[Set tasks]
(a) Which places does the writer of the parenting question list as spots where the kids get dropped off in groups?
(b) Reproduce the parenting question word for word, starting at "It's also the" and ending at "do you think?".

T.S. asks from Orinda, CA on October 02, 2012
Too Young to Be Left at...the Mall?
I was pretty surprised by the answers to another question, so I thought I'd throw this out there...
Is 12 too young to be left at the mall for a few hours without a parent or other adult?
*ETA: I should have said, a mature, responsible 12 year old, clearly some kids may still be too immature, or have a history of making bad choices*
This is the age I started dropping my kids off at certain places, in groups (mall, movies, library, etc.)
It's also the age they started babysitting.
I mean, if they can be trusted with the care of another child, can't (and shouldn't) they be trusted to manage themselves for a few hours in a safe, controlled, public environment?
My kids aren't idiots, they don't hang around with losers and they know all about stranger danger, so I have no problem with it.
Of course there are certain parts of town I wouldn't want them to navigate on their own, but I'm talking about safe, family friendly public places.
What do you think?

[Excerpted data]
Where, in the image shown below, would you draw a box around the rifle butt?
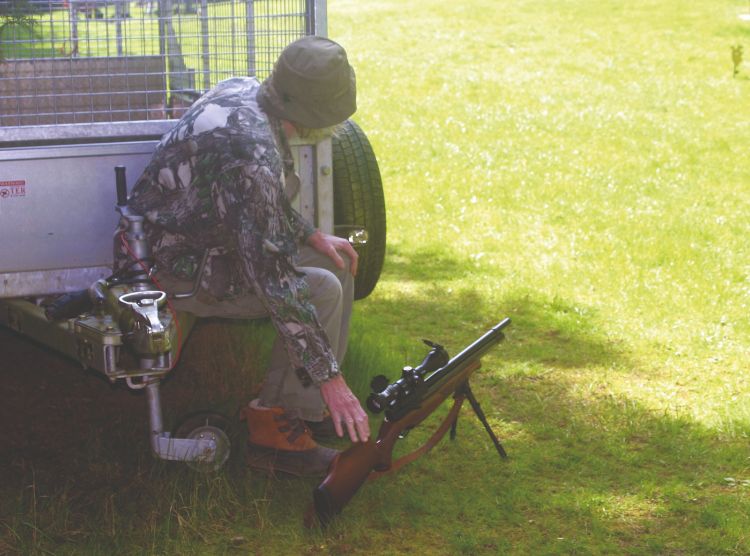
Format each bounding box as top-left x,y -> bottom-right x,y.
313,439 -> 391,527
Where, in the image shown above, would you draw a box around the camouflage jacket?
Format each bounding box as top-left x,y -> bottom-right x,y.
115,78 -> 339,384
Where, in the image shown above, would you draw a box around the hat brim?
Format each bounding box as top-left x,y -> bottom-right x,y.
260,69 -> 357,129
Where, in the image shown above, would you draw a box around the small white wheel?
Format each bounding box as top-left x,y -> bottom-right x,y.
173,412 -> 232,473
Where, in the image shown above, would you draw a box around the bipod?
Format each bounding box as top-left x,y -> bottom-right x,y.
451,380 -> 508,459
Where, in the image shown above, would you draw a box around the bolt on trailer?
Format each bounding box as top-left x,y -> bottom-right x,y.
0,0 -> 385,470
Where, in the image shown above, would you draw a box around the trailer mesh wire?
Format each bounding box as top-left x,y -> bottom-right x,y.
0,0 -> 314,126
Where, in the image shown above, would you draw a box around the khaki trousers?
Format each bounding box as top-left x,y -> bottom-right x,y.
173,246 -> 354,421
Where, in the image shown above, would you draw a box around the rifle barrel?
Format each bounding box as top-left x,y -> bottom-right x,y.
424,318 -> 510,390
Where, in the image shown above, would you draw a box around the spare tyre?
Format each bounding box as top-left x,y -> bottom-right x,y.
333,120 -> 385,299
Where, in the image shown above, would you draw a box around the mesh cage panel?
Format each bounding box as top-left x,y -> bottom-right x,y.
0,0 -> 314,126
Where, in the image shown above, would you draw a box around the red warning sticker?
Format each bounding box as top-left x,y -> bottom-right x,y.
0,180 -> 26,199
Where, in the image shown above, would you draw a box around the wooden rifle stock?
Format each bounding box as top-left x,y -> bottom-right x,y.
307,319 -> 510,526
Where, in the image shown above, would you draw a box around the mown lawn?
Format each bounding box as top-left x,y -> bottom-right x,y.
0,0 -> 750,555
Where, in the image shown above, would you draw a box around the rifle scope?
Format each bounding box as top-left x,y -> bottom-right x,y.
367,318 -> 510,418
367,340 -> 450,413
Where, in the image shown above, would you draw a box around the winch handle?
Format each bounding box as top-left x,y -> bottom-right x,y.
115,166 -> 128,207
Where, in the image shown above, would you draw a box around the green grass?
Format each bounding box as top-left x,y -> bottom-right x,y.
0,0 -> 750,555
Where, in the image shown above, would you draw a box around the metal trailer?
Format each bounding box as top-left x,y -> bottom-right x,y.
0,0 -> 385,470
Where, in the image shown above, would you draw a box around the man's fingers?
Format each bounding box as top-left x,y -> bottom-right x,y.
346,418 -> 359,442
331,416 -> 344,438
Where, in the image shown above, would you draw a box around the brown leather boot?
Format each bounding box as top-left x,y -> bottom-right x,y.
241,400 -> 338,477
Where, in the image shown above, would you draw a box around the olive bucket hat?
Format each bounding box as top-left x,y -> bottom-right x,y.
258,36 -> 357,129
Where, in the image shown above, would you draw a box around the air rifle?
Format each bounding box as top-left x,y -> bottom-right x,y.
306,318 -> 510,527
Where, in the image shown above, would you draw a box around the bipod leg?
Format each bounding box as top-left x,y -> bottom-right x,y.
461,380 -> 508,458
451,406 -> 458,440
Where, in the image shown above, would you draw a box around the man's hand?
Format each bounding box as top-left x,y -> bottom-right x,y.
307,230 -> 359,276
320,375 -> 370,442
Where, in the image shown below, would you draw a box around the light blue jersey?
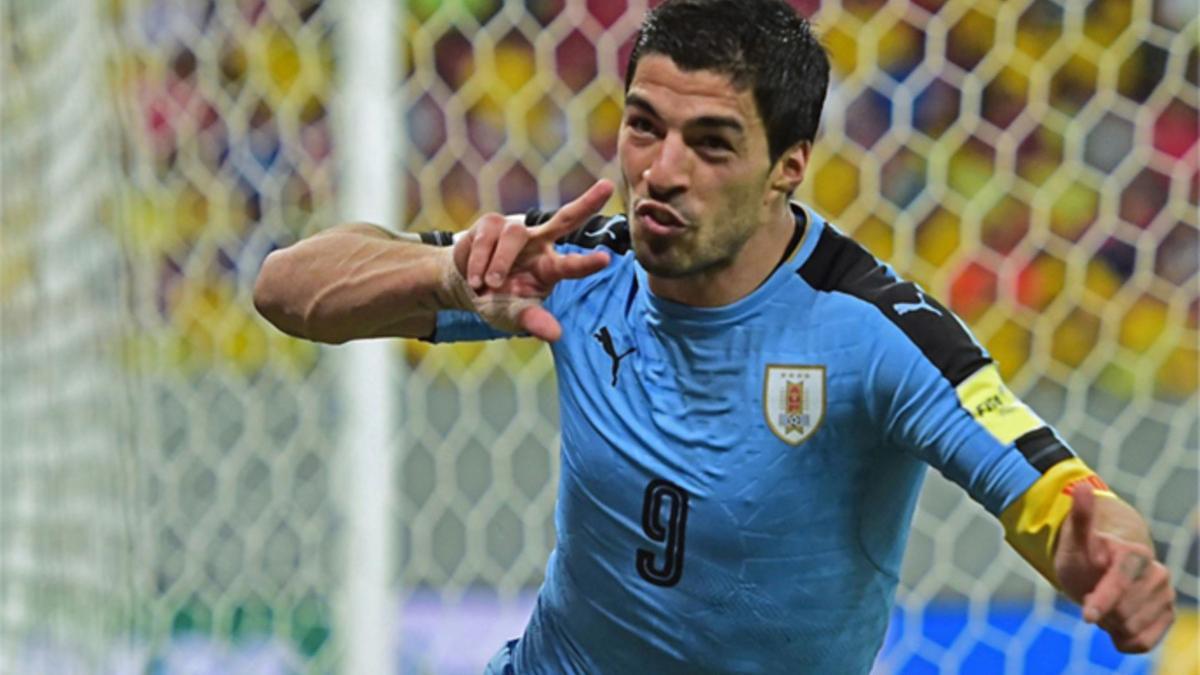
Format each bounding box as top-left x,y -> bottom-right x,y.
434,207 -> 1070,675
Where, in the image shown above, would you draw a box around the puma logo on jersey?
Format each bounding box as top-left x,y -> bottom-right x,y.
892,291 -> 942,316
592,327 -> 637,387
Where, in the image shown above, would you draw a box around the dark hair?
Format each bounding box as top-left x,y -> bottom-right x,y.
625,0 -> 829,163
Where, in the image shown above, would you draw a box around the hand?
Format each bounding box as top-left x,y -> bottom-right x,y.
452,180 -> 613,342
1055,483 -> 1175,653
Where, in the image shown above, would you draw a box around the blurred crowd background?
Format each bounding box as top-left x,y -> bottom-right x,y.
115,0 -> 1200,400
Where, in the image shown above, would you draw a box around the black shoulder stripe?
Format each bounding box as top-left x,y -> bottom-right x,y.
797,227 -> 991,387
1016,426 -> 1075,473
526,209 -> 632,255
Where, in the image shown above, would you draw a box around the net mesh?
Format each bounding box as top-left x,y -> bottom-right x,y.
0,0 -> 1200,673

[Results of the exercise]
(a) The mall, movies, and library, among others.

(b)
It's also the age they started babysitting.
I mean, if they can be trusted with the care of another child, can't (and shouldn't) they be trusted to manage themselves for a few hours in a safe, controlled, public environment?
My kids aren't idiots, they don't hang around with losers and they know all about stranger danger, so I have no problem with it.
Of course there are certain parts of town I wouldn't want them to navigate on their own, but I'm talking about safe, family friendly public places.
What do you think?